**The problem**. Give the data again in full, with every character unchanged.

Items listed in a dataset:
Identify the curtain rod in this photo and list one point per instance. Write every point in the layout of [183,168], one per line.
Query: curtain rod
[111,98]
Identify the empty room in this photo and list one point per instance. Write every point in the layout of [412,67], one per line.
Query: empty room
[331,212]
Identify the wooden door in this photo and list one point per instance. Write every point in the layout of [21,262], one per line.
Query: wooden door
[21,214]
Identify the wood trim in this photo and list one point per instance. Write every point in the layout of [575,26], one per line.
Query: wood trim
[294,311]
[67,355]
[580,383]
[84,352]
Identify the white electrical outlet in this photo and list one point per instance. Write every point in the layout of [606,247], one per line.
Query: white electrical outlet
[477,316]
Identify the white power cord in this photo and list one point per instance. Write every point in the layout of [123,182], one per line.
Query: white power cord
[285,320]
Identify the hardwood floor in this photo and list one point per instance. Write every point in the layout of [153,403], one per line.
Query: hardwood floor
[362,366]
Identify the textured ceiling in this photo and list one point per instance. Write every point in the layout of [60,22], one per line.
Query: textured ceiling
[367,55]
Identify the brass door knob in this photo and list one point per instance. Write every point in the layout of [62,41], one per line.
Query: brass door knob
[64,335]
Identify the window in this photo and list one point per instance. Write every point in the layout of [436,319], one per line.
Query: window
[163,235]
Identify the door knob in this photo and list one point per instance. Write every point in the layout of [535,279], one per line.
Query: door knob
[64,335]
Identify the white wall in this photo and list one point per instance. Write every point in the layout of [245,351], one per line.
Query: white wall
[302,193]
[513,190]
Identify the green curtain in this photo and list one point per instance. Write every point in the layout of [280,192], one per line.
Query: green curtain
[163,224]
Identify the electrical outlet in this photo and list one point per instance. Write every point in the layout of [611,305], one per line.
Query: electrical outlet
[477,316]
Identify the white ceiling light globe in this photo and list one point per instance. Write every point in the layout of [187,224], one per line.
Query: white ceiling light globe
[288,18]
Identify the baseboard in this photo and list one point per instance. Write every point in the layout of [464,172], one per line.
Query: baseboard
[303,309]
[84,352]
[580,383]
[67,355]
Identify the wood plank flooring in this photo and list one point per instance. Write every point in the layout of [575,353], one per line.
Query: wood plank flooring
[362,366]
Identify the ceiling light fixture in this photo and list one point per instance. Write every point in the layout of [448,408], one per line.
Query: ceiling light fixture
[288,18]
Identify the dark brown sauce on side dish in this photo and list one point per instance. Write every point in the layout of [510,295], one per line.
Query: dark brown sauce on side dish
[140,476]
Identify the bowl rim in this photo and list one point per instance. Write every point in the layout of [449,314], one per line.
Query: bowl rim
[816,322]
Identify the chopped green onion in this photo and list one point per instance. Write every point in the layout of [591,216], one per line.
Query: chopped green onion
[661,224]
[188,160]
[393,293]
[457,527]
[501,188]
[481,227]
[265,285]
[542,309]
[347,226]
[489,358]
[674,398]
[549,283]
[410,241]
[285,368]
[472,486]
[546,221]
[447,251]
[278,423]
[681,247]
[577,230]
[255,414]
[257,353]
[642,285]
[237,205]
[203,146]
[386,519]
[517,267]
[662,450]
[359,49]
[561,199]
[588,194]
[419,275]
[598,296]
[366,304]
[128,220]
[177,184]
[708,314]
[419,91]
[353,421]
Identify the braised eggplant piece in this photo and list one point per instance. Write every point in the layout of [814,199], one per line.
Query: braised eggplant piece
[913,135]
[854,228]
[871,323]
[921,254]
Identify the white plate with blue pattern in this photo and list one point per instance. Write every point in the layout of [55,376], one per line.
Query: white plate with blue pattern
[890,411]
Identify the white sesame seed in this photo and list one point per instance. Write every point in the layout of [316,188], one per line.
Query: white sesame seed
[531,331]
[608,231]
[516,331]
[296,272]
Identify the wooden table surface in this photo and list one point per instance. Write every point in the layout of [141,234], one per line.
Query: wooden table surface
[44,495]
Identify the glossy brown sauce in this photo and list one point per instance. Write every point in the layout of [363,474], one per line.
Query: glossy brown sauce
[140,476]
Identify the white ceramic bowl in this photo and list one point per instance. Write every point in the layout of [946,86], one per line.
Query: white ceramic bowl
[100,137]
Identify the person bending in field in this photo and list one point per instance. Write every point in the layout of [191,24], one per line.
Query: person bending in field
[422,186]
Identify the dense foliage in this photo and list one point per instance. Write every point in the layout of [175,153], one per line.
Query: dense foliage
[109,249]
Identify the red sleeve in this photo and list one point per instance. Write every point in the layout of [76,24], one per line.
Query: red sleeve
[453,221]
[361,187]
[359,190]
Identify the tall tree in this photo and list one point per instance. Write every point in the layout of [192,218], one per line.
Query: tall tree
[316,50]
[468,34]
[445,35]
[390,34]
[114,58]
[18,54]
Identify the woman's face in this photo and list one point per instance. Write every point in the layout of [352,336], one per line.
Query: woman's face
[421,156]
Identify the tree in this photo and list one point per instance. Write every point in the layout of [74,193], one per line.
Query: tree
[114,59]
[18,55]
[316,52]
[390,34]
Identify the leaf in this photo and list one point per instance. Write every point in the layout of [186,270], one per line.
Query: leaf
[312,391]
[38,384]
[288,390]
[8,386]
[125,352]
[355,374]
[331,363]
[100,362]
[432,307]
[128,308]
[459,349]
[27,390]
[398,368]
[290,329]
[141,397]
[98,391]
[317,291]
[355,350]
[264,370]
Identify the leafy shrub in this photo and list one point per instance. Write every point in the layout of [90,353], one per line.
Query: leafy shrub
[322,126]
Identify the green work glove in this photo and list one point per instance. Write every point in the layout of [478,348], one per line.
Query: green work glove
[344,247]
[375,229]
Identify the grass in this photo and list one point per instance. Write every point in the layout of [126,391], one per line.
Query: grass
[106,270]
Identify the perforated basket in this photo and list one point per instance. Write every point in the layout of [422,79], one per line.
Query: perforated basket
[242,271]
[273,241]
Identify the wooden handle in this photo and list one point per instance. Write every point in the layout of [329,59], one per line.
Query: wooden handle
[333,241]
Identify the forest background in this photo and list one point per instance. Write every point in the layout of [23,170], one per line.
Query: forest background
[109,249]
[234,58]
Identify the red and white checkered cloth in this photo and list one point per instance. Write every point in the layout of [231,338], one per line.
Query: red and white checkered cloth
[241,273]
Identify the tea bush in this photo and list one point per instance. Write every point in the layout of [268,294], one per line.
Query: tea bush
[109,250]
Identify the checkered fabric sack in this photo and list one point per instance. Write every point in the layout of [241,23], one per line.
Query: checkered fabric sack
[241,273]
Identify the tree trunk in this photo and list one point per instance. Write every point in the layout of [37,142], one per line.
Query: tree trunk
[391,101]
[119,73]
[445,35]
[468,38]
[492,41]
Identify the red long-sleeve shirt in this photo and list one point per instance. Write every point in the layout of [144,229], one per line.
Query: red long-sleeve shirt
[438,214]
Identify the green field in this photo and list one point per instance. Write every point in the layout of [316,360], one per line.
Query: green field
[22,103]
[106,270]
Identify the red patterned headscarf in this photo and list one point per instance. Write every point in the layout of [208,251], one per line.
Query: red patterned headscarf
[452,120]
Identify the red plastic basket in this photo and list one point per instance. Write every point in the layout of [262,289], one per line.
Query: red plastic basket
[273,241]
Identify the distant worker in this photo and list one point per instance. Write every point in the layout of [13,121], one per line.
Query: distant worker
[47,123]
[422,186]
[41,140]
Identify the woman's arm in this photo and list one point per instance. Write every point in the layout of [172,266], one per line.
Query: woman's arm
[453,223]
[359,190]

**Completed exercise**.
Identify the curtain rod in this photo and list one point per instance. Write every point in the layout of [183,168], one per line.
Query: curtain rod
[111,98]
Identify the empty room in this photo and list one point per instance. Write every point in the layout of [412,67], one per line.
Query: empty room
[331,212]
Identify the wooden door in this photo and list one point per instance. Write every point in the layout of [21,262], one per line.
Query: wooden door
[21,214]
Identify the wood trim in this photo and list one point per instance. Write every point in the layout of [575,26], one per line.
Query: wood trim
[294,311]
[67,355]
[580,383]
[84,352]
Identify the white electrical outlet in this photo and list one point per instance. Write every point in the layout of [606,247], one per line.
Query: white electrical outlet
[477,316]
Identify the white power cord in this photo and list one point per instance. Write every point in the layout of [123,182], one per line.
Query: white power cord
[285,320]
Identify the hardwood floor in this photo and list one point per instance. Write every point in the layout of [153,403], one per line.
Query: hardwood floor
[362,366]
Identify the textured ceiling in this photo and list one point per instance. Write every point in the layout of [60,22], one per line.
Query: textured ceiling
[367,55]
Identify the brass door knob in this photo and list one point per instance. Write every point in the layout of [62,41], one per line.
Query: brass door knob
[64,335]
Identify the window in this photo and list one point per instance. Write every point in the layout of [436,319], one per line.
Query: window
[163,235]
Identify the door knob in this photo and list one point per instance. Write every point in the layout of [535,279], one per line.
Query: door knob
[64,335]
Identify the white wall in this photo and list one point per instance. Write every point in the layout of [245,351], one per line.
Query: white wall
[302,193]
[513,190]
Identify the green curtain in this photo and list one point per instance. Write every point in the layout of [280,192], one per line.
Query: green curtain
[163,224]
Identify the electrical outlet in this photo and list one point per instance. Write every point in the layout of [611,305], one per line.
Query: electrical outlet
[477,316]
Identify the white ceiling light globe in this photo and list one point per instance. Write every point in the layout of [187,224], one per line.
Query: white ceiling light globe
[288,18]
Identify the baseboard in this photo and list one point per instance. Write every point in the layout of [464,172], one per line.
Query: baseboard
[303,309]
[84,352]
[580,383]
[67,355]
Identify the wood plank flooring in this photo and list one point per instance. Write every point in the layout of [575,353], one per line.
Query: wood plank flooring
[362,366]
Identify the ceiling light fixture in this photo and list one point per instance. Write every point in the layout of [448,408], one per line.
Query: ceiling light fixture
[288,18]
Identify the dark brown sauce on side dish in this photo and list one point per instance. Write every point in the layout of [510,295], one per line.
Query: dark brown sauce on side dish
[140,476]
Identify the bowl rim in this photo and list one point per instance. Write every point in the layout of [449,314], one per line.
Query: bowl rim
[816,322]
Identify the chopped green onion in this photo and list one point per instance. Write every point in the layout of [591,216], one per line.
Query: chopped green onion
[661,224]
[188,160]
[393,293]
[457,527]
[501,188]
[481,227]
[265,285]
[542,309]
[347,226]
[489,358]
[674,398]
[549,283]
[410,241]
[285,368]
[472,486]
[546,221]
[447,251]
[278,423]
[681,247]
[577,230]
[255,414]
[257,353]
[642,285]
[237,205]
[203,146]
[386,519]
[517,267]
[662,450]
[359,49]
[561,199]
[588,194]
[419,275]
[598,296]
[366,304]
[128,220]
[177,184]
[708,314]
[419,91]
[353,421]
Identify the braised eggplant piece in this photo and list one point per instance. Write every point in the layout of [814,199], one per line.
Query: braised eggplant piece
[913,135]
[854,228]
[871,323]
[921,254]
Identify the white plate with blue pattern in this photo and list one point per instance. Write every point in the layout of [55,376], one per line.
Query: white plate with blue pattern
[890,411]
Identify the white sesame seed in this photo and list one point per instance. Write every point in the layout of [316,188], one per line.
Query: white sesame seed
[531,331]
[608,231]
[516,331]
[296,272]
Identify the wooden table surface in this photo and list one point per instance. Write every point in the layout of [141,234], one per line.
Query: wooden table surface
[44,495]
Identify the glossy brown sauce in this photo and list one point per instance. Write every point in the layout of [363,474], one per line.
Query: glossy brown sauce
[140,476]
Identify the white ceramic bowl in this photo and list one point per instance. Write every point in the layout of [946,86], one per line.
Query: white ceramic bowl
[100,137]
Identify the person bending in field in this photo and list one point per instance. Write every point in the layout of [191,24], one per line.
Query: person bending in field
[422,186]
Identify the dense foliage in this photo and list one point per instance. Write every point in the layout of [175,153], one per line.
Query: dense foliage
[109,249]
Identify the red sleeve in this photo and list one point per instance. Write every point in the layout of [76,24], one per line.
Query: red sleeve
[453,221]
[361,187]
[359,190]
Identify the tall tree in this photo and list one point per instance. Write every point in the layout of [192,218], one per line.
Query: tall tree
[316,50]
[468,34]
[445,35]
[390,34]
[114,58]
[18,54]
Identify the woman's face in this photo and list one point per instance. Write every point in the layout of [352,336], one per line.
Query: woman's face
[421,156]
Identify the tree in this photo and list one point per instance. Write every point in the layout of [74,193], one per line.
Query: tree
[114,59]
[18,55]
[316,52]
[390,34]
Identify the leaf in this photo and list one point per instance. Write every point in the layout of [186,270], one per line.
Query: leaf
[312,391]
[38,384]
[288,390]
[8,386]
[125,352]
[355,374]
[331,363]
[100,362]
[432,307]
[128,308]
[459,349]
[27,390]
[398,368]
[290,329]
[141,397]
[98,391]
[317,291]
[355,350]
[264,370]
Identify the leafy shrub in this photo and list one point per instance. Write every point in the layout of [90,353], one per line.
Query: leafy shrub
[322,126]
Identify the green work glove in this photo and list one point per instance. Write every point in the layout of [478,348], one per line.
Query: green work glove
[344,247]
[375,229]
Identify the grass in this photo and list one point per instance. Write every point in the layout of [126,391], one per line.
Query: grass
[106,270]
Identify the perforated basket in this photo and list one point per instance. Write every point in the layout of [422,79], one per line.
Query: perforated basket
[242,271]
[273,241]
Identify the wooden handle in this photo and list one point per instance. Write every point in the layout of [329,59], one per line.
Query: wooden handle
[333,241]
Identify the forest background in this photo and list one point per instance. Write every point in the layout of [23,170], one per line.
Query: forest background
[109,249]
[234,58]
Identify the red and white checkered cloth in this photo and list one point per instance. Write every point in the layout of [231,338], one per line.
Query: red and white checkered cloth
[241,273]
Identify the tea bush in this photo and list one point per instance. Write every point in the layout of [268,294], one per line.
Query: tea bush
[109,250]
Identify the checkered fabric sack in this photo and list one point per instance. Write every point in the layout of [241,23], one per line.
Query: checkered fabric sack
[241,273]
Identify the tree trunk in this photo and list one point per instance. Write every point in the layout of [37,142], one per line.
Query: tree trunk
[391,101]
[119,73]
[445,35]
[468,38]
[492,41]
Identify the red long-sleeve shirt in this photo and list one point per instance. Write every point in the layout of [144,229], one per line.
Query: red long-sleeve shirt
[438,214]
Identify the green field in this photo and list one point per instance. Write every point in the layout of [316,360], one per line.
Query: green field
[22,103]
[106,270]
Identify the red patterned headscarf in this photo and list one point per instance. Write every point in the layout of [208,251], one per line.
Query: red patterned headscarf
[452,120]
Identify the red plastic basket in this photo and list one point per instance. Write every point in the layout of [262,289], one per line.
Query: red plastic basket
[273,241]
Identify the distant worker in this photo and list one point per instance. Write every point in the layout of [13,121], one per line.
Query: distant worker
[47,123]
[422,186]
[41,140]
Identify the woman's arm in this photo and list one point per instance. Write every point in the layout of [172,266], one per line.
Query: woman's arm
[453,223]
[359,190]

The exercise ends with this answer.